═══ EXTRAIT ═══

Approche pluridisciplinaire de l’obésité
Les quelques résultats évoqués ci-dessous sont fondés sur des entretiens réalisés auprès de différents professionnels de santé (infirmière scolaire, endocrinologue, pédiatre, nutritionniste etc.) dans le cadre de mon travail de thèse. L’accroissement de l’obésité et la complexité de sa prévention et de sa prise en charge du fait de ses déterminants multiples conduisent au cours des années 2000 aux premières réflexions pluridisciplinaires. À travers les entretiens menés avec les professionnels de santé, on peut noter que la pluridisciplinarité est un élément abordé systématiquement et constitue une technique de prise en charge commune aux établissements de soin. Chaque professionnel met plus ou moins en évidence la nécessité d’une approche plurifactorielle de l’obésité : approche environnementale, socioculturelle, psychologique et médicale. De plus, nous constatons qu’ils s’accordent à définir la santé comme elle est décrite par l’OMS : « un état complet de bien-être physique, mental et social qui ne consiste pas seulement en l’absence de maladie ou d’infirmité ». Cette définition de la santé implique que tous les besoins fondamentaux de la personne soient satisfaits, qu’ils soient affectifs, sanitaires, nutritionnels, sociaux ou culturels. La question des inégalités de santé ne s’attarde donc pas uniquement à la santé physique, il est important de prendre en compte le contexte social, économique et culturel de l’enfant en situation d’obésité et de sa famille. Les professionnels de la santé s’accordent à dire que la santé ne représente pas forcément un élément primordial chez ces familles qui ont d’autres problématiques qui gravitent autour et sur lesquelles il faut agir en parallèle.
Article écrit par Charlène Letoux, doctorante en sociologie sous la direction de Catherine Déchamp-Le Roux au sein du Centre lillois d’études et de recherches sociologiques et économiques (Clersé, UMR 8019) - Université de Lille, École Doctorale 73 (Sciences économiques, sociales, de l'aménagement et du management, SESAM). Son travail de thèse vise à contribuer à l'analyse des parcours de vie, à une sociologie de l’alimentation qui existe depuis longtemps mais dont le véritable épanouissement n’est que très récent, et à une sociologie du corps qui se développe depuis une trentaine d’années. Le but est de parvenir à une meilleure compréhension des inégalités sociales et de mettre en lumière les aspects qui freinent l'impact des actions locales sur les familles de classes populaires ayant un enfant en situation d'obésité. Sur le modèle des Fat Studies qui prennent leur essor aux USA depuis une dizaine d’années, il s’agit de prendre la corpulence comme une nouvelle variable permettant d’analyser à la fois les discours, les pratiques et l’organisation sociale sous un angle sociologique novateur.

═══

### [CONSIGNE A]
Répondez à ces questions sur le texte consacré à l'obésité :
(i) À quelle période apparaissent les premières réflexions pluridisciplinaires ?
(ii) De quel organisme vient la définition de la santé sur laquelle les professionnels s'accordent ?
(iii) Sous la direction de qui la doctorante mène-t-elle son travail de thèse ?
### [CONSIGNE B]
Indiquez si chaque affirmation concorde avec le texte sur l'obésité, en citant les mots qui tranchent :
(i) Les entretiens ont été menés uniquement auprès de pédiatres.
(ii) Les Fat Studies prennent leur essor aux USA depuis une dizaine d'années.
(iii) La sociologie du corps se développe depuis une cinquantaine d'années.
### [CONSIGNE C]
Poursuivez le texte sur l'obésité en partant de sa dernière phrase.
La liste qui suit ne joue aucun rôle ici.

═══ LISTE FOURNIE ═══

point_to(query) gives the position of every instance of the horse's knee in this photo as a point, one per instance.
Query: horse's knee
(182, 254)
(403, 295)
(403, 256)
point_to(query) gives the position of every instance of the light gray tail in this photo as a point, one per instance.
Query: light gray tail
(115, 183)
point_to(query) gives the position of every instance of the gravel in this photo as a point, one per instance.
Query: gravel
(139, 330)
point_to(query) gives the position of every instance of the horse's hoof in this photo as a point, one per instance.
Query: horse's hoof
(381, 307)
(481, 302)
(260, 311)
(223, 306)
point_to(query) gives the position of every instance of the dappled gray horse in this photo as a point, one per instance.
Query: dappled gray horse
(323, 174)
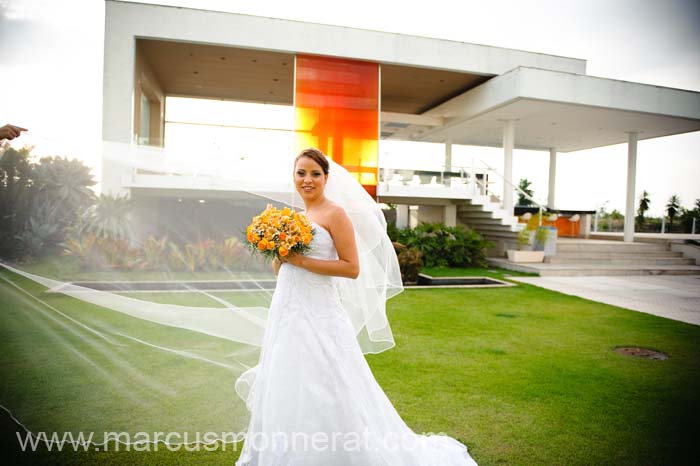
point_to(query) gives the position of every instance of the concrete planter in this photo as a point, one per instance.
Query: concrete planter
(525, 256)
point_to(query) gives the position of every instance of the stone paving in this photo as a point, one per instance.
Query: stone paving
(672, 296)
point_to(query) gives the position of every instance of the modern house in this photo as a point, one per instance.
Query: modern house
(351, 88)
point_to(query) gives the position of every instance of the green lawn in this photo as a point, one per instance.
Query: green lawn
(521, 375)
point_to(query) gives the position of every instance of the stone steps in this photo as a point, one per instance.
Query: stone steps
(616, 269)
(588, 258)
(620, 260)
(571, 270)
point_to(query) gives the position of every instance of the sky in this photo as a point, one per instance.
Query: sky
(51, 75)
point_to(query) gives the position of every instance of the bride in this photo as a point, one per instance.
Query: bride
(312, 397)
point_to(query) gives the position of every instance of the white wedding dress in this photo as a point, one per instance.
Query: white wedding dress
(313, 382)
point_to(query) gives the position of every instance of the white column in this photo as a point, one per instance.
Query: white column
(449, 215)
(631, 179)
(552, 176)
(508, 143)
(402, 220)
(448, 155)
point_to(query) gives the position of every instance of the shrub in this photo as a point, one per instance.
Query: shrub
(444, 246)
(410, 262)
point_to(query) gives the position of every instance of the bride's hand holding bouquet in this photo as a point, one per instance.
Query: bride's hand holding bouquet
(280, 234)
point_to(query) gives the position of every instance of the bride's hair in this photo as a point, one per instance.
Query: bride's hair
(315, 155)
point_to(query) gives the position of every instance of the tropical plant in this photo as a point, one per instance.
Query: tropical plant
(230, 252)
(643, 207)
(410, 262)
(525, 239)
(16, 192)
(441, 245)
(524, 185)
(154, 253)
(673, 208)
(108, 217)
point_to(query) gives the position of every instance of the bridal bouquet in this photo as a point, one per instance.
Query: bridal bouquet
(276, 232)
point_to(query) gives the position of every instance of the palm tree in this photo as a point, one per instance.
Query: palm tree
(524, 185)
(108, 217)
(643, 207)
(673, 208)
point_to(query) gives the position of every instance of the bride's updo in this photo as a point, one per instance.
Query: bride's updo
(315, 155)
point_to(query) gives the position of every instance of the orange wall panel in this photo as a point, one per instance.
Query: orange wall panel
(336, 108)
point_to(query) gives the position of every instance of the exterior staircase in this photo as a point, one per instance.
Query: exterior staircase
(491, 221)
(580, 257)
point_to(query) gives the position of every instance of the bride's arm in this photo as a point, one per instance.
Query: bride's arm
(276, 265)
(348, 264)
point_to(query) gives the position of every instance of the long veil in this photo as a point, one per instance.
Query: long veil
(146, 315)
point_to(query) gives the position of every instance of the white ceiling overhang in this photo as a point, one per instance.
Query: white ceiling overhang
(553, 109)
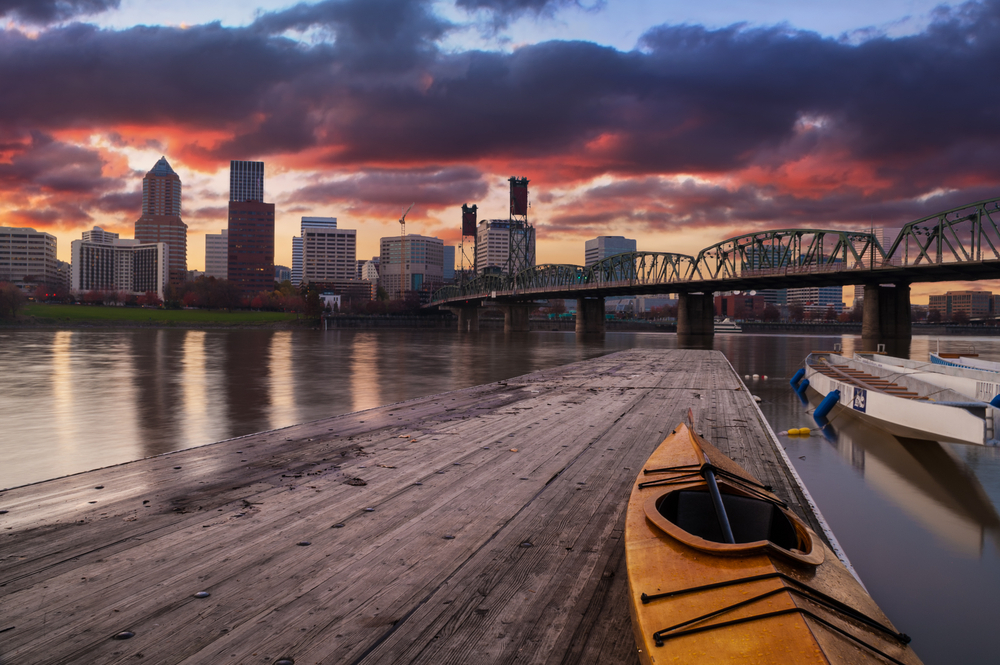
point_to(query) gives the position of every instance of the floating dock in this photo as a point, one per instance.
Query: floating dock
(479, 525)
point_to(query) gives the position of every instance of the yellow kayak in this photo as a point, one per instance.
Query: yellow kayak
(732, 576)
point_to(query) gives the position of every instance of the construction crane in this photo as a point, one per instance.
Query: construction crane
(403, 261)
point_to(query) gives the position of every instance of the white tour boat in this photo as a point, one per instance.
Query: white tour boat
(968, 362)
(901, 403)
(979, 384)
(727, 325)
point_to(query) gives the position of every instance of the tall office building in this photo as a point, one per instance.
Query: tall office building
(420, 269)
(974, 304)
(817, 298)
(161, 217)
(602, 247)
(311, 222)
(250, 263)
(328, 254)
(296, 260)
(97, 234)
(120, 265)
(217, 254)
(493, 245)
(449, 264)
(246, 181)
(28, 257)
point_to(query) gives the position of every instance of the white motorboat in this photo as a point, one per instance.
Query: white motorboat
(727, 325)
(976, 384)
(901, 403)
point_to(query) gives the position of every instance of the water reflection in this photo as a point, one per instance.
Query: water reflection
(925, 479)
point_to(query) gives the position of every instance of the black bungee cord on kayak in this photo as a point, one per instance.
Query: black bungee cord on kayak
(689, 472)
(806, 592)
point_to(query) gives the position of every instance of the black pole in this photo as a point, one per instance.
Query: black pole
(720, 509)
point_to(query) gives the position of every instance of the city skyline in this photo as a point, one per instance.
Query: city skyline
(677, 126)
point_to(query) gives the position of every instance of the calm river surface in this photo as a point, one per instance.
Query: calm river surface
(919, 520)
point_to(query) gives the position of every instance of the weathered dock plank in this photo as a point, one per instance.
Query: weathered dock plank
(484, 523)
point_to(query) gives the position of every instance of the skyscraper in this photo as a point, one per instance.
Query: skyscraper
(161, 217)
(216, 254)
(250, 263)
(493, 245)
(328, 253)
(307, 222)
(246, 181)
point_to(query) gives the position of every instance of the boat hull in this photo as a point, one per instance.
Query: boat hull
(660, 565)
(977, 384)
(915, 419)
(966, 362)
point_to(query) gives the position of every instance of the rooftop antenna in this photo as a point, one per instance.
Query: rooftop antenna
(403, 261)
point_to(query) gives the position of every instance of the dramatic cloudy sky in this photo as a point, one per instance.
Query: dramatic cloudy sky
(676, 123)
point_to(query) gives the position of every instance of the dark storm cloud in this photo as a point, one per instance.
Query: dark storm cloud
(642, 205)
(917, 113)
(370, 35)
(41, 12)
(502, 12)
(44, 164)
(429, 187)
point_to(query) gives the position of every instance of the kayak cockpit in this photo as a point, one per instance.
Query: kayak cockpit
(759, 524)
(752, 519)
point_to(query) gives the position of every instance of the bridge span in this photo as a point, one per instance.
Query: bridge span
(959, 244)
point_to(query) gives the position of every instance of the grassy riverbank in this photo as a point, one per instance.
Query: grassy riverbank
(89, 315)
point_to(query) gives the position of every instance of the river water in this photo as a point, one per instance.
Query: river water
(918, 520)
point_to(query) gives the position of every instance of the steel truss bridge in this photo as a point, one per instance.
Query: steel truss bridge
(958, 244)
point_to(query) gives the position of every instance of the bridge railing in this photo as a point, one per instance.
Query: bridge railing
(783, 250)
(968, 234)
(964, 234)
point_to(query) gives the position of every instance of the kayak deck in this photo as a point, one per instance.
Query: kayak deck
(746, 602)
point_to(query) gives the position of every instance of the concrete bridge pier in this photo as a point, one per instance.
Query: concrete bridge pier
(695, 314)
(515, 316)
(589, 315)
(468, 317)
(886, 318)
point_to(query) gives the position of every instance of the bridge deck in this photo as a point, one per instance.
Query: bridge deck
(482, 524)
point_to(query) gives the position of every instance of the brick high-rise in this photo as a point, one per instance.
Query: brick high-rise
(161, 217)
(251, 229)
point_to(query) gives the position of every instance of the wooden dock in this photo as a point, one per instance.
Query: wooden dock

═══
═══ LISTE FOURNIE ═══

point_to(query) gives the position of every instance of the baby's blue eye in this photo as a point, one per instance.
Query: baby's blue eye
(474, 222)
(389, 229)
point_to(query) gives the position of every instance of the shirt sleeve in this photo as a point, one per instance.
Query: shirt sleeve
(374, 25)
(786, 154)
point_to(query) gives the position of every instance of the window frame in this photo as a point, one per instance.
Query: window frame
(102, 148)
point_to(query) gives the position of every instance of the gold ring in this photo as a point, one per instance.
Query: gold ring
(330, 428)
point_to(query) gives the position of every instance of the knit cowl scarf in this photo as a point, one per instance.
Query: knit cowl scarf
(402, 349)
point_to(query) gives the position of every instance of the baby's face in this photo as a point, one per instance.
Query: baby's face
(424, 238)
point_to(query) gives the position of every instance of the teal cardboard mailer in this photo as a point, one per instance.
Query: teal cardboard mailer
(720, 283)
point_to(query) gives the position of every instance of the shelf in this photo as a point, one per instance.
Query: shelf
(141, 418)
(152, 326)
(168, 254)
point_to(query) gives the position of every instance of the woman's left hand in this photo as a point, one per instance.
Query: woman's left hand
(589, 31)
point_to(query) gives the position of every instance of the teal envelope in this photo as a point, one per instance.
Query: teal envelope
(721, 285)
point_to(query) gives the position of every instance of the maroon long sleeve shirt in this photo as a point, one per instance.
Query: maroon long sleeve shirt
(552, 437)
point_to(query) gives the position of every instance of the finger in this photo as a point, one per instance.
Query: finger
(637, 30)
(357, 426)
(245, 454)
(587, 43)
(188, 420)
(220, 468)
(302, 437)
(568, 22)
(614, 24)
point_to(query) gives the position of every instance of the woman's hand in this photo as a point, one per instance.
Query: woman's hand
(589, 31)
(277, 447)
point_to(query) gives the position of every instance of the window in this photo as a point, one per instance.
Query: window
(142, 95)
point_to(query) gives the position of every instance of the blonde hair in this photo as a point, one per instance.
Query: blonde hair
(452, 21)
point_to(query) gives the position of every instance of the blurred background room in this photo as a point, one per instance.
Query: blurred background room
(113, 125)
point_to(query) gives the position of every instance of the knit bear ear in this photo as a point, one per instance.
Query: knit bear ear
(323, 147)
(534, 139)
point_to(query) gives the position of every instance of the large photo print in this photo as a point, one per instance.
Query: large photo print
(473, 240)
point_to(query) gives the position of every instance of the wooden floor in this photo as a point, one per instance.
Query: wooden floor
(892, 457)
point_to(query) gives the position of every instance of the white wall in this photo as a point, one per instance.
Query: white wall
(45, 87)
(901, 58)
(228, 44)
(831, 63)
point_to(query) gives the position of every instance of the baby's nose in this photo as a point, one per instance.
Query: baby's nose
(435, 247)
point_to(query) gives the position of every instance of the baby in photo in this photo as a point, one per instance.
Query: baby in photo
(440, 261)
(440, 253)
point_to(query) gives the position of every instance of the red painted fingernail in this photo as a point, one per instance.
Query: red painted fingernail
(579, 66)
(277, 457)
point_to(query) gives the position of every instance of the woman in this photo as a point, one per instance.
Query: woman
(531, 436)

═══

### [RÉPONSE A]
(i) Au cours des années 2000.
(ii) De l'OMS.
(iii) Sous la direction de Catherine Déchamp-Le Roux.

### [RÉPONSE B]
(i) Non : « différents professionnels de santé (infirmière scolaire, endocrinologue, pédiatre, nutritionniste etc.) ».
(ii) Oui : « Sur le modèle des Fat Studies qui prennent leur essor aux USA depuis une dizaine d’années ».
(iii) Non : « une sociologie du corps qui se développe depuis une trentaine d’années ».

### [RÉPONSE C]
Références
[1] OMS : Organisation Mondiale de la Santé.
[2] ARS : Agence Régionale de Santé. Il faut noter que depuis le 1er janvier 2016, les ARS du Nord-Pas-de-Calais et de la Picardie ont fusionné pour ne former qu’une seule Agence, l’ARS Nord-Pas-de-Calais-Picardie.
[3] Plan Obésité National (PO) 2010-2013. Le PO réunit en un ensemble coordonné une série de mesures et d’actions dont certaines sont inscrites dans d’autres plans ou initiatives. L’articulation du Plan obésité avec le Programme national nutrition santé (PNNS 2011 – 2015) et le Programme national pour l’alimentation (PNA), ainsi qu’avec le Plan national santé environnement (PNSE), le Plan national alimentation insertion (PAI) et le Plan santé à l’école (PSE).
[4] Thibault De Saint Pol, « L’obésité en France : les écarts entre catégories sociales s’accroissent », Insee Première, n°1123, Février 2007, p.2.
[5] Pierre Aïach, « Processus cumulatif d’inégalités : effet d’amplification et disposition à l’appropriation sociale », Santé, Société et Solidarité, Inégalités sociales de santé, n°2, 2004, p.39-47.
[6] Thibault De Saint Pol, « L’obésité en France : les écarts entre catégories sociales s’accroissent », Insee Première, n°1123, Février 2007, p.3.
[7] Ibid.
[8] Faustine Régnier, et Ana Masullo, « Obésité, goûts et consommation. Intégration des normes d’alimentation et appartenance sociale », Revue française de sociologie, n°50, 2009, p.747-773.